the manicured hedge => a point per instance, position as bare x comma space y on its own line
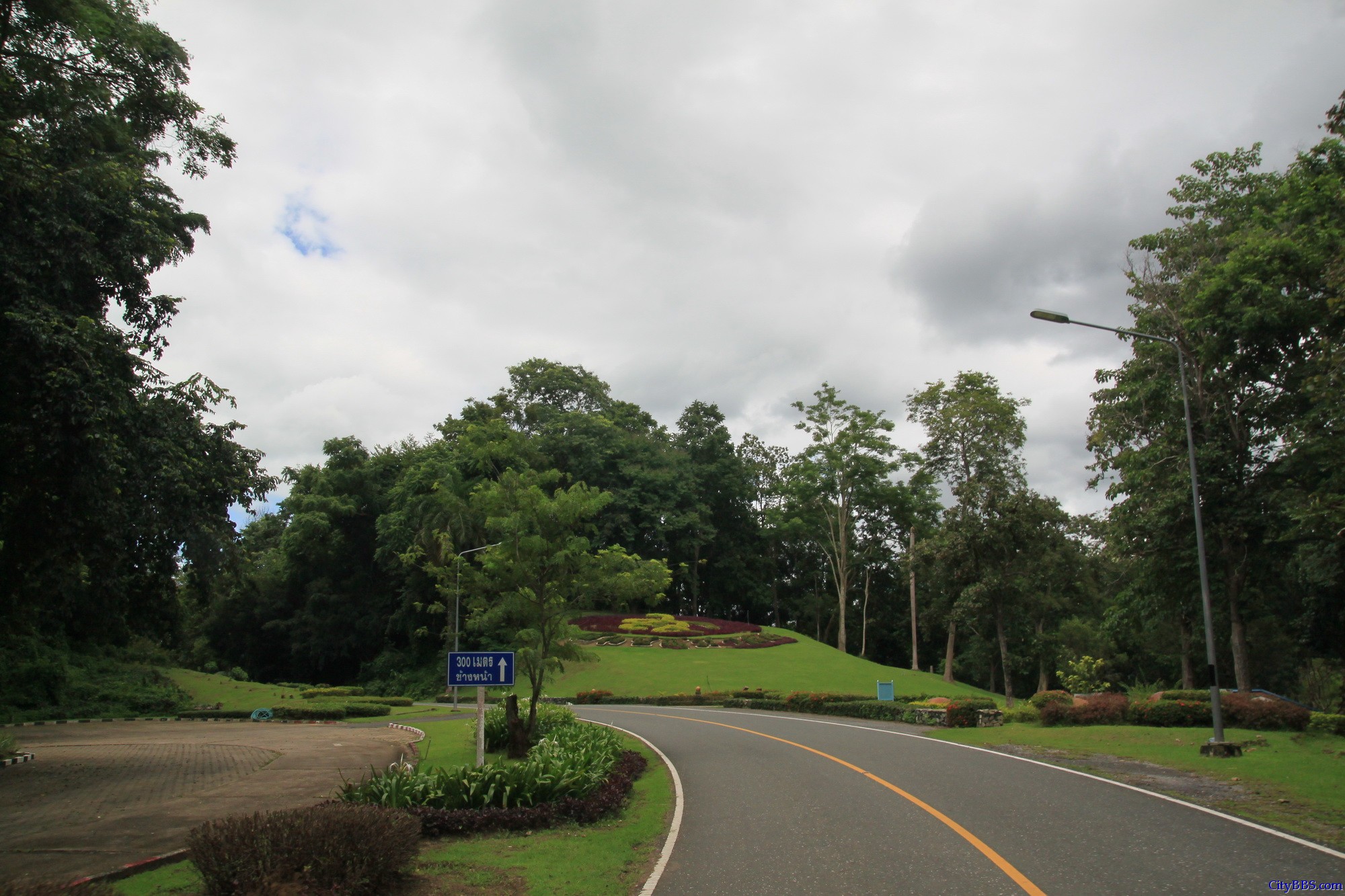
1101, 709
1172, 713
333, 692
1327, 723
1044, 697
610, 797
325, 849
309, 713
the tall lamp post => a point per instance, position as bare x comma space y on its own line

* Exercise requirements
The entries above need an exact copy without their pictures.

* Solution to this task
the manicured hedge => a point per instance, position as bare x comma space y on its own line
1101, 709
1172, 713
333, 692
1327, 723
1044, 697
610, 797
325, 849
309, 713
the tall lamp post => a point per instance, position as bare x comma space y on its own line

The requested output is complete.